Hablo de aquel pasaje que expone la cosmogonía de
Leucipo: la formación del mundo por la fortuita conjunción de los átomos. El
escritor observa que lo átomos que esa conjetura requiere son homogéneos y que
sus diferencias proceden de la posición, del orden o de la forma. Para ilustrar
esas distinciones añade: "A difiere de N por la forma, AN de NA por el
orden, Z de N por la posición". En el tratado De la generación y
corrupción, quiere acordar la variedad de las cosas visibles con la simplicidad
de los átomos y razona que una tragedia consta de iguales elementos que una
comedia -es decir, de las veinticuatro letras del alfabeto.
Pasan
trescientos años y Marco Tulio Cicerón compone un indeciso diálogo escéptico y
lo titula irónicamente De la naturaleza de los dioses. En el segundo libro, uno
de los interlocutores arguye: "No me admiro que haya alguien que se
persuada de que ciertos cuerpos sólidos e individuales son arrastrados por la
fuerza de la gravedad, resultando del concurso fortuito de estos cuerpos el
mundo hermosísimo que vemos. El que juzga posible esto, también podrá creer que
si arrojan a bulto innumerables caracteres de oro, con las veintiuna letras del
alfabeto, pueden resultar estampados los Anales de Ennio. Ignoro si la
casualidad podrá hacer que se lea un solo verso."(1)

Registros de un conjunto de datos de anotación:
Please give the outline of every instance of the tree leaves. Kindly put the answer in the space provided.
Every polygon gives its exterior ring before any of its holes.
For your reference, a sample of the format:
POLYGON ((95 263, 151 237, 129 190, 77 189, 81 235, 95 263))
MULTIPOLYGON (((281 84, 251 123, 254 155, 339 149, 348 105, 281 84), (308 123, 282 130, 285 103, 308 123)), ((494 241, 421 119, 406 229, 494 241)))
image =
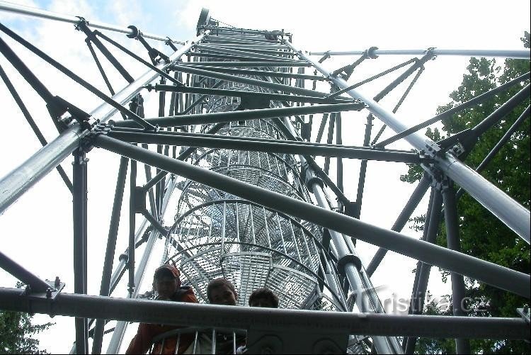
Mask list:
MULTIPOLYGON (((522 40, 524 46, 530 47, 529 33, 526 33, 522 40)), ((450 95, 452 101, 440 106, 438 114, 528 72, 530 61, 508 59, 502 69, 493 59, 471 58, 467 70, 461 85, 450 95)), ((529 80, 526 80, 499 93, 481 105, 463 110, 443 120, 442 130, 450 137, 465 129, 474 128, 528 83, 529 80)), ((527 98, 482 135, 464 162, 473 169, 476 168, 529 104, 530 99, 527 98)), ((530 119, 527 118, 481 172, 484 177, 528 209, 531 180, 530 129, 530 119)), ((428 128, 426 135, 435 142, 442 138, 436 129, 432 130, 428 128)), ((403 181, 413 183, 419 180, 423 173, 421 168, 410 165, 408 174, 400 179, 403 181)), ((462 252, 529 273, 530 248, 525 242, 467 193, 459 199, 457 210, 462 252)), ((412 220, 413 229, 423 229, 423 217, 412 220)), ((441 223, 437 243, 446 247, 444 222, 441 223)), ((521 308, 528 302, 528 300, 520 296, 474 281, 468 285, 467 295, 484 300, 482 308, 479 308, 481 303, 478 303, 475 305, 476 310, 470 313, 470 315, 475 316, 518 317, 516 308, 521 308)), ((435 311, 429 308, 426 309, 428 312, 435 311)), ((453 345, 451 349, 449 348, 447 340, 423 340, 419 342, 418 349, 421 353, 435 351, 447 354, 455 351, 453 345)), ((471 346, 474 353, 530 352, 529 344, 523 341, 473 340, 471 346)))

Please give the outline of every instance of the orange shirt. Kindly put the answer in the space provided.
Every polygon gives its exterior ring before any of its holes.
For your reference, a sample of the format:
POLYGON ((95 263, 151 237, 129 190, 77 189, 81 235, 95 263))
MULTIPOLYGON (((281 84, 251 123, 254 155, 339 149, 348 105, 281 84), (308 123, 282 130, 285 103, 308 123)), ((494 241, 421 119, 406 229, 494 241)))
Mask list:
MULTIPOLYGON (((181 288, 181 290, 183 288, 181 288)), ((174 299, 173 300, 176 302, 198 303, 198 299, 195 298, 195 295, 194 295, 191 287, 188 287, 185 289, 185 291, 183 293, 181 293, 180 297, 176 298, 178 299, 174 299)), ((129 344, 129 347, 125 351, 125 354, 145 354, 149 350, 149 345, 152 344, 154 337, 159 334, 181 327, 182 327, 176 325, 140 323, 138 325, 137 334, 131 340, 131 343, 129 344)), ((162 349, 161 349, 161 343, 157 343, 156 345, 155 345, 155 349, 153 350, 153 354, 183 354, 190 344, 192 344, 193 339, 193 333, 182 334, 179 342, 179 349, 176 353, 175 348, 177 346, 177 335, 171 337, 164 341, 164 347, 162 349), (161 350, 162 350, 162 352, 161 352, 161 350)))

◆ TAREA
Indica qué título dio Marco Tulio Cicerón a su diálogo escéptico según el extracto sobre la cosmogonía de Leucipo. Los registros no intervienen en esto.

◆ SOLUCIÓN
De la naturaleza de los dioses.